依頼文
以下の資料全体を、一行を一つの文字列とするJSONリストに書き換えよ。空行は省き、画像は答えに含めないこと。

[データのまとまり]
------------------------

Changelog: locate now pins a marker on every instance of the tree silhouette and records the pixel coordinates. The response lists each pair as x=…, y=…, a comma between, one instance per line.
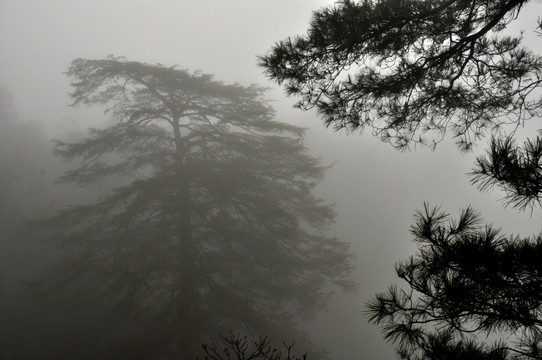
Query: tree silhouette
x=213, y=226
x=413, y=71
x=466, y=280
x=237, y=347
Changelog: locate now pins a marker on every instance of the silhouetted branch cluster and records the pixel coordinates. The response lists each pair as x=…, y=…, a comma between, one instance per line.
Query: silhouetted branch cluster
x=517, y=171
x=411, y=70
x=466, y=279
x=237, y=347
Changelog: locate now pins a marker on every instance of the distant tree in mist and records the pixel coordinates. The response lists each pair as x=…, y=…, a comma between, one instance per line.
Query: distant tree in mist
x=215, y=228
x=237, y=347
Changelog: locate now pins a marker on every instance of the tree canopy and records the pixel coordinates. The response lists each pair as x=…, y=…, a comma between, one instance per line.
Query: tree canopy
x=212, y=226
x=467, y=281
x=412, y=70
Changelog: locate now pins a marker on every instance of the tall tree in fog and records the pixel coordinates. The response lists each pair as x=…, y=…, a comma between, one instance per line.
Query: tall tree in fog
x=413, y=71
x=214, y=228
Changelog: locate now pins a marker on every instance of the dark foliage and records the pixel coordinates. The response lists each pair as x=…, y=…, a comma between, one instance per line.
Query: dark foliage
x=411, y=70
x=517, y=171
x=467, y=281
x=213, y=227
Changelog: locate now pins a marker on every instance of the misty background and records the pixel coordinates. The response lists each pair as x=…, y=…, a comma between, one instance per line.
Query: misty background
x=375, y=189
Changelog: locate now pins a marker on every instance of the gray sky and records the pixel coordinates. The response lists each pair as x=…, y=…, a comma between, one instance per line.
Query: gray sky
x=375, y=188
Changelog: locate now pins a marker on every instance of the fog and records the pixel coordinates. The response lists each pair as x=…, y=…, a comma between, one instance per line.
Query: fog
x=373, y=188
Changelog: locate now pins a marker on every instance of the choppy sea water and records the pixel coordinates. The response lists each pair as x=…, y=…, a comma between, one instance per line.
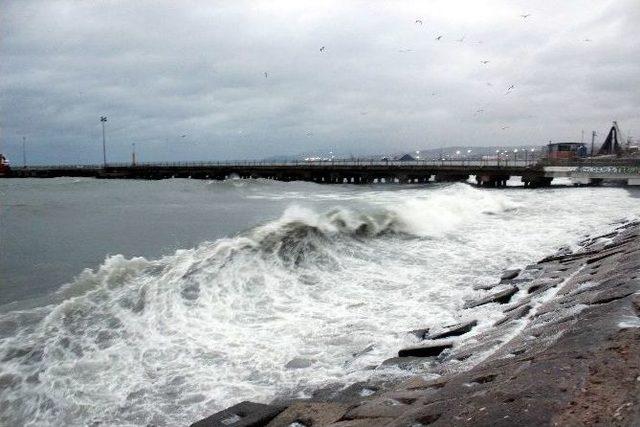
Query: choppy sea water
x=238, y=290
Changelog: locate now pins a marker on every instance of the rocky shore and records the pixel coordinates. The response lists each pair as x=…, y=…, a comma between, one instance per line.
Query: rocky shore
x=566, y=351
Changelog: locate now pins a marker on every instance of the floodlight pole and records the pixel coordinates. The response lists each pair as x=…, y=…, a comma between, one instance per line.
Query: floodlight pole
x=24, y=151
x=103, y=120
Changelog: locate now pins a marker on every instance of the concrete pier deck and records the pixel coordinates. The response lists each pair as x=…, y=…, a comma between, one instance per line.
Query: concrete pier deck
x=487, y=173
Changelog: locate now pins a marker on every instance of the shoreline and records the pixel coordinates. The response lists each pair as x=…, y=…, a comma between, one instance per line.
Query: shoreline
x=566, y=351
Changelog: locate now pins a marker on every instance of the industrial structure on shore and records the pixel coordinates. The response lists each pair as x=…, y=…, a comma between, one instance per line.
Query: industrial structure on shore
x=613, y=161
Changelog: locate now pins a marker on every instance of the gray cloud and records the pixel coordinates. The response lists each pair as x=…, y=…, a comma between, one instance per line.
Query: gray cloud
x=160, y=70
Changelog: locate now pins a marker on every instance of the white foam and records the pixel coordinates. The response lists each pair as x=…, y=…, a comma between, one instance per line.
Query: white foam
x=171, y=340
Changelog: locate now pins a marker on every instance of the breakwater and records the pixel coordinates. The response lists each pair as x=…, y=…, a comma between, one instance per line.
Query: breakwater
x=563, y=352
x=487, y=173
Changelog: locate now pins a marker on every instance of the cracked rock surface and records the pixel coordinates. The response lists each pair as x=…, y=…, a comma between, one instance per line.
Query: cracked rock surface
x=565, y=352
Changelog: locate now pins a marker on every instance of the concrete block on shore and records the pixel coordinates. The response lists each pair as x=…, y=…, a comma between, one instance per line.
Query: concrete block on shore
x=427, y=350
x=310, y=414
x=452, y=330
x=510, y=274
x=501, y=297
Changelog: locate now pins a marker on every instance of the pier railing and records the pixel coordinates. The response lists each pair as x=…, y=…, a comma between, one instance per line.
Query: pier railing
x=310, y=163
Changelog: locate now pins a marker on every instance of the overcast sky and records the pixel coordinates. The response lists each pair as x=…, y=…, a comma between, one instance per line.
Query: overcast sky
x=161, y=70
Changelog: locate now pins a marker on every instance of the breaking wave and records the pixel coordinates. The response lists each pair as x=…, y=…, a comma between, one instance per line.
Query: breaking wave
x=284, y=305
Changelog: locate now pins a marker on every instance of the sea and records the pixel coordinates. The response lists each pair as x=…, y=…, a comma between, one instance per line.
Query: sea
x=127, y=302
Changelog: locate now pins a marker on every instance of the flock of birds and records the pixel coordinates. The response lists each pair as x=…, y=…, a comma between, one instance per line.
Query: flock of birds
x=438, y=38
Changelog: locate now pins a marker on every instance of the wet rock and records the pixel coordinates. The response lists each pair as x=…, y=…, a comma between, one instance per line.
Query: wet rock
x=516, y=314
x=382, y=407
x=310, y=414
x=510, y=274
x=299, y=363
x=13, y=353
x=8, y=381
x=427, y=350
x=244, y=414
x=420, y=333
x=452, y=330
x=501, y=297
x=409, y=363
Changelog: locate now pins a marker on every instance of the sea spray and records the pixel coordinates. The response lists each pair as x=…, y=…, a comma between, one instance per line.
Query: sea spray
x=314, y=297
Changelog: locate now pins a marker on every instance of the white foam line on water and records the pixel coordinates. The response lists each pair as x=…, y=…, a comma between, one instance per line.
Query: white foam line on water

------------------------

以下に解答
[
  "Changelog: locate now pins a marker on every instance of the tree silhouette and records the pixel coordinates. The response lists each pair as x=…, y=…, a comma between, one instance per line.",
  "Query: tree silhouette",
  "x=213, y=226",
  "x=413, y=71",
  "x=466, y=280",
  "x=237, y=347",
  "Changelog: locate now pins a marker on every instance of the silhouetted branch cluster and records the pixel coordinates. The response lists each pair as x=…, y=…, a comma between, one instance per line.",
  "Query: silhouetted branch cluster",
  "x=517, y=171",
  "x=411, y=70",
  "x=466, y=279",
  "x=237, y=347",
  "Changelog: locate now pins a marker on every instance of the distant tree in mist and records the pixel coordinates. The response lists each pair as x=…, y=…, a comma between, one instance per line.",
  "Query: distant tree in mist",
  "x=215, y=228",
  "x=237, y=347",
  "Changelog: locate now pins a marker on every instance of the tree canopy and records the pixel coordinates. The response lists each pair as x=…, y=…, a comma between, one instance per line.",
  "Query: tree canopy",
  "x=212, y=226",
  "x=467, y=281",
  "x=412, y=70",
  "Changelog: locate now pins a marker on every instance of the tall tree in fog and records the pixel coordinates. The response lists each pair as x=…, y=…, a comma between, one instance per line.",
  "Query: tall tree in fog",
  "x=413, y=71",
  "x=214, y=228",
  "Changelog: locate now pins a marker on every instance of the dark foliage and records the pixel coordinates. The response lists each pair as x=…, y=…, a comma between, one instance per line.",
  "Query: dark foliage",
  "x=411, y=70",
  "x=517, y=171",
  "x=467, y=281",
  "x=213, y=227",
  "Changelog: locate now pins a marker on every instance of the misty background and records the pixel coordinates. The response lists each pair as x=…, y=…, a comma between, one instance per line.",
  "Query: misty background",
  "x=375, y=189",
  "Changelog: locate now pins a marker on every instance of the gray sky and records the pixel coordinates. The response lists each pair as x=…, y=…, a comma between, one instance per line.",
  "Query: gray sky",
  "x=375, y=188",
  "Changelog: locate now pins a marker on every instance of the fog and records the pixel coordinates. The response lists each pair as x=…, y=…, a comma between, one instance per line.",
  "Query: fog",
  "x=373, y=188",
  "Changelog: locate now pins a marker on every instance of the choppy sea water and records the pixel coordinates. The response lists each pair as x=…, y=…, a comma between, one instance per line.",
  "Query: choppy sea water",
  "x=238, y=290",
  "Changelog: locate now pins a marker on every instance of the rocky shore and records the pixel coordinates. The response lists each pair as x=…, y=…, a comma between, one instance per line.",
  "Query: rocky shore",
  "x=566, y=351",
  "Changelog: locate now pins a marker on every instance of the floodlight pole and records the pixel coordinates. The response lists each pair as x=…, y=…, a comma between, one instance per line.",
  "Query: floodlight pole",
  "x=24, y=151",
  "x=103, y=120",
  "Changelog: locate now pins a marker on every instance of the concrete pier deck and records the pixel coordinates. The response lists each pair as x=…, y=…, a comma between, one instance per line.",
  "Query: concrete pier deck",
  "x=487, y=173",
  "Changelog: locate now pins a marker on every instance of the shoreline and records the pixel coordinates. The response lists each pair as x=…, y=…, a comma between, one instance per line.",
  "Query: shoreline",
  "x=566, y=351",
  "Changelog: locate now pins a marker on every instance of the industrial structure on shore and records the pixel coordinates. The response lists each pair as x=…, y=…, a comma between, one instance per line.",
  "Query: industrial structure on shore",
  "x=613, y=161",
  "Changelog: locate now pins a marker on every instance of the gray cloud and records the pixel coordinates. The response lists each pair as x=…, y=…, a comma between, one instance per line.",
  "Query: gray cloud",
  "x=160, y=70",
  "Changelog: locate now pins a marker on every instance of the white foam and records the pixel coordinates. The response lists each pair as x=…, y=…, a comma between, one instance per line.",
  "Query: white foam",
  "x=171, y=340",
  "Changelog: locate now pins a marker on every instance of the breakwater and records the pixel coordinates. The response lists each pair as x=…, y=…, a comma between, one instance per line.",
  "Query: breakwater",
  "x=563, y=352",
  "x=487, y=173",
  "Changelog: locate now pins a marker on every instance of the cracked rock surface and records the pixel coordinates. The response lists each pair as x=…, y=…, a comma between, one instance per line.",
  "Query: cracked rock surface",
  "x=565, y=352",
  "Changelog: locate now pins a marker on every instance of the concrete block on shore and records the pixel coordinates. The response lists each pair as x=…, y=…, a comma between, one instance per line.",
  "Query: concrete block on shore",
  "x=427, y=350",
  "x=310, y=414",
  "x=452, y=330",
  "x=510, y=274",
  "x=501, y=297",
  "Changelog: locate now pins a marker on every instance of the pier railing and records the pixel coordinates. The response lists each pair as x=…, y=…, a comma between, one instance per line.",
  "Query: pier railing",
  "x=310, y=163",
  "Changelog: locate now pins a marker on every instance of the overcast sky and records the pixel coordinates. The response lists each pair as x=…, y=…, a comma between, one instance per line.",
  "Query: overcast sky",
  "x=161, y=70",
  "Changelog: locate now pins a marker on every instance of the breaking wave and records the pixel coordinates. The response lists each pair as x=…, y=…, a comma between, one instance per line.",
  "Query: breaking wave",
  "x=284, y=305",
  "Changelog: locate now pins a marker on every instance of the sea and records the pixel coordinates. The response lists each pair as x=…, y=…, a comma between, one instance per line.",
  "Query: sea",
  "x=127, y=302",
  "Changelog: locate now pins a marker on every instance of the flock of birds and records the pixel coordinates. The response lists each pair as x=…, y=…, a comma between, one instance per line.",
  "Query: flock of birds",
  "x=438, y=38",
  "Changelog: locate now pins a marker on every instance of the wet rock and records the pixel coordinates. The response lists each pair as x=…, y=…, a comma between, one instance per line.",
  "Query: wet rock",
  "x=516, y=314",
  "x=382, y=407",
  "x=310, y=414",
  "x=510, y=274",
  "x=299, y=363",
  "x=13, y=353",
  "x=8, y=381",
  "x=427, y=350",
  "x=244, y=414",
  "x=420, y=333",
  "x=452, y=330",
  "x=501, y=297",
  "x=409, y=363",
  "Changelog: locate now pins a marker on every instance of the sea spray and records the pixel coordinates. The response lists each pair as x=…, y=…, a comma between, one instance per line.",
  "Query: sea spray",
  "x=314, y=297",
  "Changelog: locate now pins a marker on every instance of the white foam line on water and records the pixel coordinates. The response lists each pair as x=…, y=…, a comma between, one instance per line.",
  "Query: white foam line on water"
]